**GIVEN TASK:**
Can you rewrite the records between the lines holding "Draw the outline of every instance of the green railing" and "M 80 258 L 90", inclusive, as a two-column CSV with the headers instruction and path_data? Give one row per record, with the record's wording in the first column and its outlines in the second, each in a single quoted field with line breaks turned into spaces.
==== SUPPLIED INFORMATION
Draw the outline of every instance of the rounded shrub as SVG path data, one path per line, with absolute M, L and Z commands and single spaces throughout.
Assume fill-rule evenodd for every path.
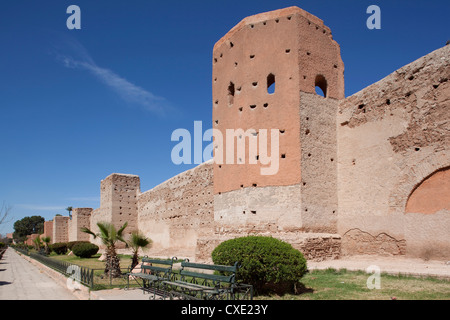
M 89 241 L 69 241 L 69 242 L 67 242 L 67 248 L 69 250 L 72 250 L 73 246 L 78 244 L 78 243 L 90 243 L 90 242 Z
M 303 254 L 272 237 L 248 236 L 227 240 L 212 252 L 215 264 L 239 264 L 237 279 L 253 285 L 256 293 L 296 292 L 307 271 Z
M 51 245 L 50 249 L 58 255 L 66 254 L 67 253 L 67 243 L 66 242 L 54 243 Z
M 99 247 L 93 243 L 80 242 L 72 247 L 74 255 L 80 258 L 90 258 L 97 254 Z

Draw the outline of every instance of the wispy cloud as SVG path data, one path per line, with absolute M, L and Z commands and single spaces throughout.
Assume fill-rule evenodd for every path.
M 34 204 L 16 204 L 15 207 L 35 211 L 61 211 L 66 209 L 63 206 L 42 206 Z
M 67 198 L 69 201 L 99 202 L 100 197 L 73 197 Z
M 117 93 L 125 102 L 138 105 L 158 115 L 166 114 L 169 102 L 119 76 L 112 70 L 98 66 L 86 48 L 75 39 L 66 39 L 67 52 L 56 51 L 57 59 L 66 67 L 89 71 L 94 77 Z M 76 58 L 74 58 L 74 56 Z

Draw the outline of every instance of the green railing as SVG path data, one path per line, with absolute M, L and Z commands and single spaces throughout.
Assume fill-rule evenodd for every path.
M 63 275 L 72 278 L 75 282 L 80 282 L 89 288 L 94 287 L 94 270 L 75 265 L 73 263 L 59 261 L 56 259 L 49 258 L 40 253 L 31 252 L 29 254 L 30 258 L 39 261 L 40 263 L 52 268 Z

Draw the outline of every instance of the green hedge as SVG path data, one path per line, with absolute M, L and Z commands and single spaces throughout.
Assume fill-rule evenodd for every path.
M 68 251 L 67 243 L 66 242 L 57 242 L 52 245 L 50 245 L 50 249 L 54 251 L 56 254 L 66 254 Z
M 215 264 L 240 265 L 237 279 L 256 293 L 295 292 L 307 271 L 303 254 L 272 237 L 248 236 L 222 242 L 212 252 Z
M 80 258 L 90 258 L 94 254 L 97 254 L 99 247 L 89 242 L 80 242 L 72 247 L 74 255 Z

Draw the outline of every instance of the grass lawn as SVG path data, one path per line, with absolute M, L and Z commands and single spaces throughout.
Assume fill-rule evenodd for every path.
M 99 261 L 100 254 L 93 255 L 91 258 L 79 258 L 75 255 L 52 255 L 50 258 L 70 262 L 82 267 L 88 267 L 91 269 L 105 269 L 105 262 Z M 126 269 L 131 265 L 131 255 L 118 255 L 120 258 L 120 267 Z
M 123 273 L 127 272 L 127 268 L 131 265 L 131 255 L 118 255 L 120 259 L 120 268 Z M 50 258 L 73 263 L 78 266 L 94 269 L 94 287 L 93 290 L 104 290 L 114 287 L 123 288 L 127 285 L 125 277 L 109 278 L 104 275 L 105 262 L 99 261 L 100 254 L 96 254 L 91 258 L 79 258 L 77 256 L 68 255 L 52 255 Z M 137 286 L 137 283 L 130 282 L 130 287 Z
M 380 289 L 367 288 L 363 271 L 313 270 L 302 278 L 301 294 L 257 296 L 275 300 L 450 300 L 450 280 L 381 274 Z
M 79 266 L 98 269 L 95 271 L 94 290 L 124 287 L 126 280 L 103 276 L 105 263 L 98 261 L 100 254 L 92 258 L 76 256 L 52 256 L 53 259 L 71 262 Z M 131 256 L 119 255 L 123 272 L 131 264 Z M 450 280 L 416 278 L 381 274 L 380 289 L 368 289 L 370 274 L 363 271 L 313 270 L 302 278 L 299 294 L 255 296 L 255 300 L 450 300 Z M 135 286 L 135 283 L 130 285 Z

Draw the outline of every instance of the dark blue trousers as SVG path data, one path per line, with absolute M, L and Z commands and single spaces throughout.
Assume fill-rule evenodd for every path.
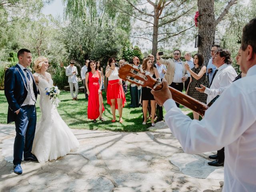
M 21 107 L 15 117 L 16 136 L 14 146 L 13 164 L 20 164 L 24 152 L 24 158 L 31 156 L 33 141 L 36 124 L 36 112 L 35 105 Z

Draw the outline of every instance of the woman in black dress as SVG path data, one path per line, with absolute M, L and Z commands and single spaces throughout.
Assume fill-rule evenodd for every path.
M 140 60 L 138 57 L 134 57 L 132 58 L 132 65 L 136 66 L 139 68 L 140 67 Z M 133 79 L 133 78 L 131 78 L 131 79 Z M 130 86 L 130 92 L 131 94 L 131 104 L 130 106 L 135 108 L 138 107 L 140 105 L 140 95 L 141 95 L 141 89 L 138 89 L 138 87 L 135 84 L 134 86 Z
M 189 66 L 186 63 L 186 69 L 191 74 L 188 88 L 187 91 L 188 95 L 203 103 L 206 103 L 207 95 L 204 93 L 201 93 L 196 89 L 196 87 L 200 87 L 202 84 L 208 87 L 206 78 L 206 67 L 204 65 L 204 58 L 200 53 L 197 53 L 194 56 L 194 67 L 190 69 Z M 199 115 L 196 112 L 193 112 L 194 119 L 199 119 Z
M 142 64 L 142 69 L 144 71 L 147 71 L 150 72 L 149 75 L 150 76 L 158 78 L 159 78 L 159 74 L 156 68 L 154 67 L 152 61 L 148 58 L 146 58 L 143 61 Z M 142 124 L 146 125 L 147 121 L 147 113 L 148 112 L 148 100 L 150 101 L 150 106 L 151 107 L 151 124 L 152 126 L 155 126 L 155 123 L 154 119 L 156 113 L 156 100 L 154 96 L 150 92 L 151 89 L 147 87 L 142 87 L 141 93 L 141 100 L 142 102 L 142 110 L 143 111 L 143 116 L 144 120 Z

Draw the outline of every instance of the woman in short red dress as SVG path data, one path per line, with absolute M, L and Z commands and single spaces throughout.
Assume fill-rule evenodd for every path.
M 106 69 L 106 76 L 108 78 L 107 101 L 108 104 L 110 105 L 113 115 L 113 119 L 111 121 L 116 121 L 116 109 L 118 109 L 119 122 L 122 123 L 122 114 L 123 107 L 124 106 L 126 100 L 122 86 L 122 79 L 118 76 L 118 68 L 115 66 L 116 62 L 116 61 L 114 58 L 110 58 L 108 60 L 109 67 Z
M 102 83 L 101 72 L 96 70 L 96 64 L 94 62 L 90 61 L 85 76 L 85 85 L 88 96 L 87 116 L 88 118 L 93 120 L 94 122 L 96 122 L 96 119 L 99 116 L 100 120 L 104 121 L 102 117 L 104 109 L 101 94 Z

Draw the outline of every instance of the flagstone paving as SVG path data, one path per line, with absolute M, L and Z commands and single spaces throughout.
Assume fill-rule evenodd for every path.
M 221 191 L 223 167 L 207 164 L 213 153 L 186 154 L 164 122 L 156 125 L 136 133 L 72 130 L 77 151 L 45 163 L 23 161 L 18 175 L 14 126 L 0 124 L 0 191 Z

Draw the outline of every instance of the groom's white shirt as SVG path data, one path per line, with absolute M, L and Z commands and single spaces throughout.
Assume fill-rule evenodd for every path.
M 76 72 L 75 74 L 73 73 L 74 71 Z M 68 82 L 69 83 L 75 83 L 78 82 L 77 77 L 76 76 L 78 74 L 77 69 L 75 66 L 71 67 L 70 65 L 69 65 L 66 68 L 66 75 L 68 76 Z
M 27 72 L 24 70 L 24 69 L 26 68 L 20 64 L 18 63 L 18 65 L 20 68 L 20 69 L 23 72 L 25 78 L 26 78 L 26 82 L 27 83 L 27 90 L 28 90 L 28 94 L 26 99 L 23 102 L 23 103 L 21 105 L 21 106 L 24 106 L 25 105 L 34 105 L 36 103 L 36 97 L 35 96 L 35 94 L 34 92 L 34 89 L 33 88 L 33 77 L 31 76 L 30 74 L 28 73 L 28 74 L 30 76 L 30 80 L 28 80 L 28 77 L 27 77 Z M 22 78 L 22 76 L 21 76 Z

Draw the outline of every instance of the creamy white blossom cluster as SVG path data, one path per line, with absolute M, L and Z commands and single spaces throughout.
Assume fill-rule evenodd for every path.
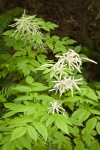
M 13 35 L 17 37 L 20 33 L 26 38 L 29 35 L 35 36 L 36 34 L 42 35 L 39 31 L 40 27 L 36 21 L 34 21 L 34 16 L 26 16 L 25 11 L 22 14 L 21 18 L 15 18 L 15 23 L 10 25 L 12 28 L 16 28 Z
M 50 91 L 56 91 L 60 93 L 60 96 L 65 91 L 70 90 L 73 96 L 73 89 L 76 88 L 81 92 L 78 85 L 82 84 L 82 78 L 74 79 L 74 76 L 69 76 L 66 72 L 67 69 L 76 69 L 79 73 L 81 73 L 81 65 L 82 60 L 74 50 L 69 49 L 69 51 L 63 56 L 57 56 L 58 61 L 55 64 L 48 64 L 51 67 L 51 78 L 55 78 L 56 80 L 52 81 L 54 83 L 54 87 Z M 83 58 L 90 62 L 96 63 L 95 61 Z
M 61 64 L 66 64 L 69 69 L 76 69 L 81 73 L 80 67 L 82 65 L 81 58 L 79 54 L 77 54 L 74 50 L 69 49 L 69 51 L 63 56 L 56 56 L 58 57 L 58 62 Z
M 59 104 L 57 101 L 50 102 L 50 104 L 51 104 L 51 107 L 48 108 L 49 110 L 48 114 L 62 113 L 65 116 L 64 114 L 65 109 L 61 107 L 61 104 Z
M 73 97 L 73 88 L 75 87 L 78 91 L 81 92 L 78 84 L 82 84 L 82 78 L 80 79 L 74 79 L 74 76 L 64 77 L 62 80 L 56 80 L 52 81 L 55 83 L 53 89 L 50 91 L 56 91 L 56 93 L 59 91 L 60 96 L 67 90 L 70 90 Z

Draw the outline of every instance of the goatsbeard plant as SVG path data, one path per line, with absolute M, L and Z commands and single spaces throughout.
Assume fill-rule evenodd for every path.
M 0 149 L 98 149 L 100 92 L 82 75 L 83 61 L 96 62 L 75 40 L 51 36 L 51 22 L 24 12 L 10 27 L 0 54 Z

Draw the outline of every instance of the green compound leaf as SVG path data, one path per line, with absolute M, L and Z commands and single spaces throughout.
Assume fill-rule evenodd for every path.
M 31 92 L 32 91 L 32 89 L 28 86 L 17 86 L 14 89 L 18 90 L 20 92 Z
M 23 146 L 22 146 L 21 142 L 18 139 L 14 140 L 14 144 L 16 145 L 16 147 L 19 150 L 22 150 Z
M 37 141 L 37 132 L 36 132 L 36 130 L 32 126 L 28 125 L 27 126 L 27 131 L 28 131 L 28 134 L 30 135 L 30 137 L 36 142 Z
M 89 119 L 86 123 L 85 133 L 90 134 L 91 131 L 95 128 L 97 119 L 95 117 Z
M 43 136 L 43 138 L 46 141 L 48 137 L 48 132 L 47 132 L 46 127 L 40 122 L 34 122 L 34 126 L 36 130 Z
M 7 142 L 4 146 L 3 146 L 3 150 L 14 150 L 15 149 L 15 145 L 13 142 Z
M 18 127 L 13 130 L 12 136 L 11 136 L 11 141 L 23 136 L 26 133 L 26 127 Z
M 65 133 L 69 134 L 66 121 L 62 120 L 59 116 L 56 117 L 55 124 L 56 124 L 57 128 L 61 129 Z
M 30 141 L 22 136 L 21 138 L 19 138 L 19 141 L 22 143 L 23 147 L 26 147 L 27 149 L 31 150 L 31 144 L 30 144 Z
M 97 130 L 98 134 L 100 134 L 100 122 L 97 123 L 96 130 Z
M 53 116 L 49 116 L 47 121 L 46 121 L 46 127 L 51 125 L 55 121 L 55 118 Z
M 27 77 L 26 77 L 26 82 L 27 82 L 28 84 L 32 84 L 32 83 L 34 82 L 34 79 L 33 79 L 31 76 L 27 76 Z

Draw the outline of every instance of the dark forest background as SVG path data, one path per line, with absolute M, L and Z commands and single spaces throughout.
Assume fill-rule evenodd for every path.
M 16 7 L 56 23 L 52 34 L 77 40 L 83 53 L 98 62 L 85 66 L 88 80 L 100 81 L 100 0 L 0 0 L 1 15 Z

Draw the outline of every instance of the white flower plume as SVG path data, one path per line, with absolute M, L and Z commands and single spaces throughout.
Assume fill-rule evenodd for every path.
M 75 53 L 74 50 L 69 49 L 69 51 L 63 54 L 63 56 L 57 57 L 59 57 L 58 61 L 67 63 L 70 69 L 75 68 L 81 73 L 80 66 L 82 65 L 82 61 L 79 54 Z
M 61 104 L 59 104 L 57 101 L 50 102 L 50 104 L 51 104 L 51 107 L 48 108 L 49 109 L 48 114 L 50 114 L 50 113 L 53 113 L 53 114 L 58 113 L 59 114 L 59 113 L 63 113 L 65 111 L 65 109 L 63 109 L 61 107 Z
M 74 79 L 74 77 L 64 77 L 62 80 L 56 80 L 56 81 L 52 81 L 55 83 L 53 89 L 51 89 L 50 91 L 56 91 L 56 93 L 59 91 L 60 96 L 62 96 L 62 94 L 67 90 L 70 90 L 73 96 L 73 88 L 75 87 L 78 91 L 81 92 L 78 84 L 82 84 L 82 78 L 80 79 Z

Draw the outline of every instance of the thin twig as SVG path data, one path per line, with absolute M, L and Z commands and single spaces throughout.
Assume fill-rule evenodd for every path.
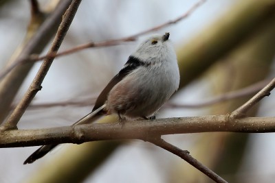
M 199 108 L 209 106 L 210 105 L 216 104 L 220 102 L 226 101 L 233 99 L 237 99 L 245 97 L 258 92 L 265 86 L 270 82 L 270 79 L 264 80 L 256 84 L 253 84 L 248 87 L 222 94 L 221 95 L 214 97 L 212 98 L 202 100 L 200 102 L 194 102 L 194 103 L 168 103 L 164 106 L 164 108 Z M 96 97 L 87 97 L 82 99 L 67 100 L 56 102 L 41 103 L 31 104 L 28 110 L 37 110 L 40 108 L 52 108 L 58 106 L 90 106 L 94 104 Z M 15 108 L 13 107 L 12 108 Z
M 124 123 L 89 123 L 0 133 L 0 148 L 89 141 L 144 139 L 146 136 L 211 132 L 275 132 L 274 117 L 245 117 L 232 121 L 228 115 L 141 120 Z M 234 123 L 233 123 L 234 122 Z
M 87 48 L 91 48 L 91 47 L 110 47 L 110 46 L 113 46 L 113 45 L 117 45 L 119 44 L 122 44 L 122 42 L 129 42 L 129 41 L 133 41 L 135 40 L 136 38 L 142 35 L 148 34 L 151 32 L 157 31 L 160 29 L 162 29 L 165 27 L 167 27 L 170 25 L 177 23 L 177 22 L 187 18 L 188 16 L 190 16 L 198 7 L 199 7 L 201 4 L 203 4 L 204 2 L 206 2 L 206 0 L 201 0 L 198 1 L 197 3 L 195 3 L 189 10 L 187 12 L 184 12 L 182 15 L 179 16 L 175 20 L 168 21 L 166 23 L 164 23 L 162 25 L 160 25 L 158 26 L 154 27 L 153 28 L 151 28 L 149 29 L 144 30 L 143 32 L 139 32 L 138 34 L 135 34 L 134 35 L 122 38 L 119 38 L 119 39 L 113 39 L 113 40 L 105 40 L 105 41 L 101 41 L 101 42 L 90 42 L 88 43 L 82 44 L 78 46 L 76 46 L 74 48 L 63 51 L 60 51 L 59 53 L 57 52 L 51 52 L 48 53 L 47 55 L 41 56 L 39 57 L 38 55 L 36 54 L 32 54 L 30 55 L 30 56 L 23 58 L 20 60 L 18 60 L 16 62 L 14 63 L 13 64 L 10 65 L 10 66 L 7 67 L 4 71 L 1 71 L 0 73 L 0 80 L 1 80 L 6 75 L 7 75 L 10 71 L 12 71 L 16 65 L 21 64 L 23 63 L 25 63 L 26 62 L 36 62 L 38 60 L 41 60 L 43 59 L 45 59 L 47 58 L 52 58 L 52 57 L 58 57 L 61 56 L 65 56 L 65 55 L 68 55 L 71 54 L 73 53 L 75 53 L 76 51 L 87 49 Z
M 271 90 L 275 88 L 275 78 L 273 79 L 265 88 L 260 90 L 250 100 L 231 113 L 230 117 L 237 119 L 245 116 L 248 111 L 254 106 L 263 97 L 270 96 Z
M 264 80 L 257 83 L 253 84 L 245 88 L 240 90 L 226 93 L 209 99 L 202 100 L 201 102 L 195 103 L 167 103 L 164 106 L 170 108 L 199 108 L 209 106 L 210 105 L 216 104 L 220 102 L 226 101 L 233 99 L 238 99 L 240 97 L 245 97 L 261 90 L 265 86 L 270 82 L 270 79 Z
M 216 173 L 202 164 L 201 162 L 197 161 L 195 158 L 190 155 L 189 151 L 186 150 L 182 150 L 177 147 L 165 141 L 160 137 L 158 138 L 149 138 L 146 139 L 146 141 L 153 143 L 162 149 L 167 150 L 169 152 L 174 154 L 175 155 L 182 158 L 185 161 L 188 162 L 190 164 L 193 166 L 197 169 L 206 175 L 208 178 L 218 183 L 227 183 L 225 180 L 221 178 Z
M 69 29 L 69 25 L 74 19 L 74 15 L 76 13 L 80 2 L 81 0 L 73 1 L 69 8 L 67 10 L 48 53 L 56 52 L 58 50 L 61 45 L 61 42 Z M 12 112 L 8 120 L 1 127 L 0 130 L 6 130 L 16 128 L 17 123 L 22 115 L 24 114 L 26 108 L 34 98 L 37 92 L 42 88 L 41 84 L 46 76 L 54 59 L 54 57 L 51 57 L 44 60 L 24 97 L 22 98 L 21 101 L 17 105 L 16 108 Z

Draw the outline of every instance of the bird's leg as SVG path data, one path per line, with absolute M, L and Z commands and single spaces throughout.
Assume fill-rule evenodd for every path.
========
**SOLUTION:**
instruction,path_data
"Draw the outline of every instance of the green railing as SVG path data, one path per line, with absolute M, L and Z commands and single spaces throughout. Assume fill-rule evenodd for every path.","M 63 275 L 72 278 L 75 282 L 80 282 L 89 288 L 94 287 L 94 270 L 75 265 L 73 263 L 59 261 L 56 259 L 49 258 L 40 253 L 31 252 L 29 254 L 30 258 L 39 261 L 40 263 L 52 268 Z"
"Draw the outline of every instance of the green hedge as SVG path data, one path per line, with absolute M, L and Z commands and single spaces throughout. Assume fill-rule evenodd for every path.","M 68 251 L 67 243 L 66 242 L 57 242 L 52 245 L 50 245 L 50 249 L 54 251 L 56 254 L 66 254 Z M 215 264 L 240 265 L 237 279 L 256 293 L 295 292 L 307 271 L 303 254 L 272 237 L 248 236 L 222 242 L 212 252 Z M 80 258 L 90 258 L 94 254 L 97 254 L 99 247 L 89 242 L 80 242 L 72 247 L 74 255 Z"